Свидетельство тому — общение уже тогда маститого литератора, лауреата почетных премий, Твардовского, чьи книги изданы на всех континентах Земли, общение, быстро переросшее в приятельские отношения с Леонидом Кудреватых, Виктором Полторацким, Петром Белявским и мной.
Земля!.. Наша земля. Смоленская. Крестьянская испокон веков. Ее-то певцом был сызмала отрок Саша.
«Клочок земли — хутор пустоши Столпово» — там родился поэт... «десять с небольшим десятин — вся в мелких болотцах — «оборках»... «Вся заросшая ивняком, лозняком, ельником, березкой, была во всех смыслах незавидна».
Незавидна, да мила и кузнецу, и самому Саше. До святости. Кислая, подзолистая, скупая, недобрая!
Я иду и радуюсь. Легко мне.Дождь прошел. Блестит зеленый луг...Не в высоких палатах появился на свет Александр. Богатством отца и сына, всего семейства были книги. Другим, основным, богатством — горн, наковальня и молот. Вот, в общем, и все.
Война. Как и многих, меня с Александром Твардовским сблизил фронт. Нет, было то не в начале сражений, — только осенью 1944 года, когда армии наши с жестокими боями за каждую речку, высоту, холм, село, фольварк продвигались все глубже в Восточную Пруссию.
Вагон-редакция фронтовой газеты «Красноармейская правда». Собственно, три вагона — редакция, типография, жилой «салон», купированный, с «отсеком» для корреспондентов, художников, рабочих. Клубится махорочный дым, стрекочут пишущие машинки, напевает что-то про себя лирически настроенный Евгений Воробьев, шуршат карандаши или напоенные тушью ручки графиков Ореста Верейского, Виталия Горяева и Андрея Гончарова.
Я-то присутствую в качестве временного гостя.
В вагоне-редакции и начались приятельские наши отношения с Александром Трифоновичем.
В Пруссии жил он где-то в брошенном немцами доме, пустом, разумеется, — работать на людях Твардовский не любил, не умел.

• • • • • • •

- Задание 1: Отберите из строк ниже все, в которых встречается слово «plate», учитывая регистр букв.
Текст и строки никак не связаны между собой.

- Сохранённые строки:
• • • • • • •

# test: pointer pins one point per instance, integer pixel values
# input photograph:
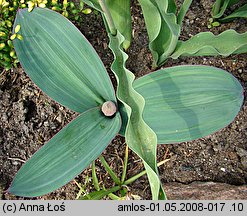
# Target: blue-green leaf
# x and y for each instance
(66, 154)
(60, 60)
(184, 103)
(139, 136)
(206, 44)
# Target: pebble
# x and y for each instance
(223, 169)
(46, 123)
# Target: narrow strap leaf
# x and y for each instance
(66, 154)
(139, 137)
(184, 103)
(206, 44)
(60, 60)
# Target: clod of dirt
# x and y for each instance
(205, 191)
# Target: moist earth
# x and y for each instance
(29, 118)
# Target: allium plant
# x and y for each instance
(170, 105)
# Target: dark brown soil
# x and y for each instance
(29, 118)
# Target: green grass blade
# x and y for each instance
(66, 154)
(162, 28)
(139, 137)
(97, 195)
(183, 10)
(239, 13)
(94, 177)
(206, 44)
(184, 103)
(94, 4)
(60, 60)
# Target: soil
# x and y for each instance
(30, 118)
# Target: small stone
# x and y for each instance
(46, 123)
(223, 169)
(109, 108)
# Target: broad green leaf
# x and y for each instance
(120, 12)
(139, 137)
(206, 43)
(184, 103)
(162, 28)
(66, 154)
(239, 13)
(60, 61)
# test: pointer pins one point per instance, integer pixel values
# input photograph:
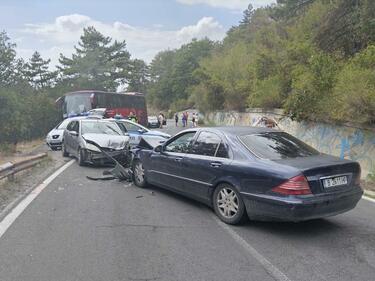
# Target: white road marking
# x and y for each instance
(267, 265)
(17, 211)
(368, 198)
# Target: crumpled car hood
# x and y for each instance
(156, 133)
(56, 132)
(108, 141)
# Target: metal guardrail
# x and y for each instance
(8, 170)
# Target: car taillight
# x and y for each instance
(357, 180)
(294, 186)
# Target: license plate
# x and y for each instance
(336, 181)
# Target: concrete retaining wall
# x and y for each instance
(346, 142)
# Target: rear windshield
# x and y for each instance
(277, 145)
(95, 127)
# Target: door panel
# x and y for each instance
(166, 166)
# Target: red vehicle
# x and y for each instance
(79, 102)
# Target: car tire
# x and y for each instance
(228, 204)
(81, 157)
(63, 151)
(139, 178)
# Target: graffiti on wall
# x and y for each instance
(342, 141)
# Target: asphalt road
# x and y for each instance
(77, 229)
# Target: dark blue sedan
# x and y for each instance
(264, 173)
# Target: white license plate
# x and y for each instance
(336, 181)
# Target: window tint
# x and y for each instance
(181, 144)
(277, 145)
(222, 152)
(100, 127)
(76, 126)
(207, 144)
(70, 126)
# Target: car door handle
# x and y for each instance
(216, 164)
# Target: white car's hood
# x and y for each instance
(108, 141)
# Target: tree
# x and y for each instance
(37, 73)
(10, 67)
(98, 63)
(247, 15)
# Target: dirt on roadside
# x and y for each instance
(26, 181)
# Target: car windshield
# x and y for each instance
(100, 127)
(133, 127)
(277, 145)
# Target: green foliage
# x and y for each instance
(37, 73)
(97, 64)
(354, 93)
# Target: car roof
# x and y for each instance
(244, 130)
(234, 130)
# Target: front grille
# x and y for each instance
(106, 149)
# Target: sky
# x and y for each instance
(52, 27)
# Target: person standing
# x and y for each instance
(183, 119)
(176, 119)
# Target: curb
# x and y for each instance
(9, 169)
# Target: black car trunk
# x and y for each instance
(326, 173)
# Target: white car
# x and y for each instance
(54, 138)
(136, 131)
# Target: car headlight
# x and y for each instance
(92, 147)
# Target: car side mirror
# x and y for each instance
(73, 133)
(158, 148)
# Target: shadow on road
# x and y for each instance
(312, 228)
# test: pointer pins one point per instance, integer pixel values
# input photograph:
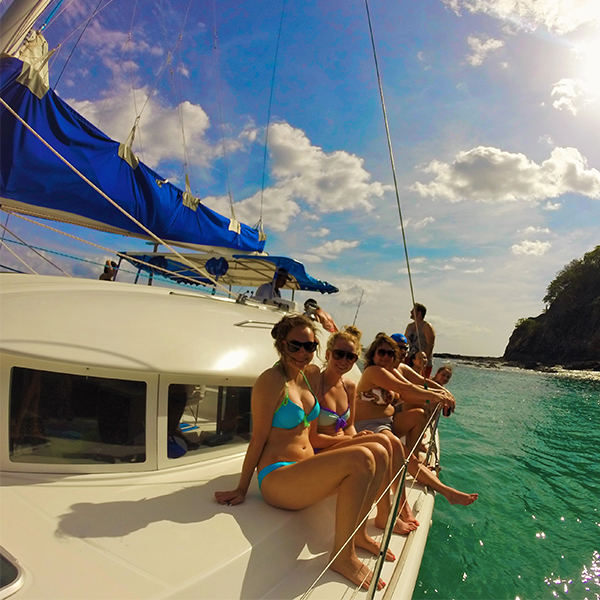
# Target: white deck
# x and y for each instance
(157, 533)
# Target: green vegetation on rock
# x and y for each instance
(568, 332)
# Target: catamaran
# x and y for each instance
(123, 408)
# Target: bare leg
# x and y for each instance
(410, 423)
(355, 473)
(394, 449)
(406, 521)
(426, 477)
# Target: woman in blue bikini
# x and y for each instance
(335, 430)
(290, 475)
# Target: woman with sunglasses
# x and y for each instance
(380, 387)
(290, 475)
(335, 430)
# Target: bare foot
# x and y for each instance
(401, 527)
(355, 571)
(456, 497)
(407, 514)
(362, 540)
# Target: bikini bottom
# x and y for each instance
(375, 425)
(272, 467)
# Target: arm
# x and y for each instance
(412, 376)
(264, 403)
(429, 338)
(379, 377)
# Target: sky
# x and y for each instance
(493, 110)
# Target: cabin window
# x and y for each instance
(201, 417)
(66, 418)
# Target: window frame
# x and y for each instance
(7, 362)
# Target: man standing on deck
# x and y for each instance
(421, 336)
(271, 290)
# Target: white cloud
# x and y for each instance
(536, 248)
(159, 135)
(550, 206)
(328, 182)
(331, 250)
(278, 210)
(418, 224)
(491, 175)
(570, 95)
(530, 230)
(559, 16)
(321, 232)
(480, 48)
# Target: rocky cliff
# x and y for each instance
(567, 333)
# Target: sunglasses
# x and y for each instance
(294, 346)
(382, 352)
(340, 354)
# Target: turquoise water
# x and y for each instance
(529, 443)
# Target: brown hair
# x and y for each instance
(381, 338)
(349, 333)
(280, 330)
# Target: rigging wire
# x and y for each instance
(6, 230)
(391, 152)
(77, 43)
(111, 201)
(259, 225)
(164, 271)
(220, 105)
(126, 46)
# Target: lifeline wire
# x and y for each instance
(398, 493)
(106, 197)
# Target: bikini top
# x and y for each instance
(289, 415)
(330, 417)
(377, 396)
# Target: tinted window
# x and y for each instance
(204, 416)
(65, 418)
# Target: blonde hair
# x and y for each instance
(349, 333)
(280, 330)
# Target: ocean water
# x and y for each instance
(529, 443)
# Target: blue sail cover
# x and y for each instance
(34, 176)
(240, 269)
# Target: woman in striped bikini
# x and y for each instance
(290, 475)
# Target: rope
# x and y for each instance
(18, 257)
(262, 191)
(112, 81)
(220, 105)
(77, 43)
(122, 210)
(391, 519)
(109, 250)
(391, 152)
(5, 229)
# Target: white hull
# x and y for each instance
(153, 529)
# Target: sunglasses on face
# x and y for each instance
(295, 345)
(382, 352)
(339, 354)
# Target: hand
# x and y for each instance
(230, 498)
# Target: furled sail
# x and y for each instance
(35, 181)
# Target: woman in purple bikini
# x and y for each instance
(335, 430)
(290, 475)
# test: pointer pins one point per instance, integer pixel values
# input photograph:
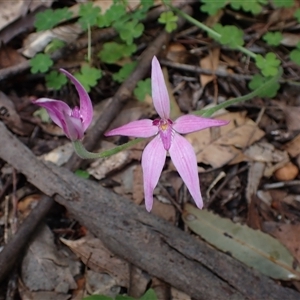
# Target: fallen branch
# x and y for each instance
(143, 239)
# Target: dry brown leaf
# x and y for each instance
(60, 155)
(12, 10)
(96, 256)
(240, 133)
(102, 166)
(293, 147)
(287, 234)
(267, 154)
(175, 110)
(290, 39)
(101, 284)
(210, 62)
(43, 268)
(256, 172)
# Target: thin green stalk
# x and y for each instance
(89, 44)
(208, 112)
(83, 153)
(213, 33)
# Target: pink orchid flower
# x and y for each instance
(73, 122)
(167, 137)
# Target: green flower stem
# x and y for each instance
(213, 33)
(83, 153)
(208, 112)
(89, 56)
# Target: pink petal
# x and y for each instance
(73, 128)
(184, 159)
(153, 160)
(191, 123)
(86, 107)
(160, 94)
(141, 128)
(55, 109)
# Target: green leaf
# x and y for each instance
(129, 31)
(56, 44)
(268, 64)
(88, 76)
(50, 18)
(82, 174)
(231, 36)
(169, 19)
(142, 89)
(113, 51)
(273, 38)
(295, 56)
(297, 14)
(252, 6)
(40, 63)
(212, 7)
(149, 295)
(88, 15)
(55, 80)
(124, 72)
(141, 13)
(97, 297)
(269, 92)
(43, 115)
(210, 111)
(252, 247)
(123, 297)
(283, 3)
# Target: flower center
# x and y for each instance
(76, 113)
(163, 124)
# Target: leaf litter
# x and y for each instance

• • • • • • •

- Задание 2: Продолжите текст о Твардовском, начав сразу после его последнего предложения.

- Ответ на задание 1:
# Target: license plate
# Target: white license plate

- Ответ на задание 2:
Но то и дело наведывался к нам. Часто хмурый — веселый Теркин не всегда доставлял поэту веселые минуты, смешное дается настоящим писателям не менее трудно, нежели трагическое. Порою же был неудержимо, захватывающе жизнерадостен, заражал всех, — особенно в минуты трудные, — желанием заглушить тоску и душевную тревогу песней, спорами о литературе, просто о жизни, о достоинстве дружбы, о ненависти к нытикам и выскочкам в деловой жизни или в писательской.
Прост был в обращении необычайно. Особенно с солдатами, рядовыми. Предпочитал быть вежливым по отношению к ним, прежде всего по отношению к ним, нежели к офицерам и генералам, что совершенно не значит, будто недооценивал поэт их заслуги. Нет, просто и по складу выходца из села, по убеждениям Твардовский считал себя равным именно в среде народной, солдатской. Ведь и главным фронтовым героем его стал Солдат. Неудачи наши на фронте переживал тяжело, но молча, скрыто. Если однажды видел я под Вязьмой участника трех войн, «старого солдата», как мы называли его, Алексея Суркова, плачущим при вести о трагедии пылавшего, плененного Дорогобужа от горя, обиды, тоски, только не отчаянья, то Твардовский в самых трагических обстоятельствах держал глаза сухими.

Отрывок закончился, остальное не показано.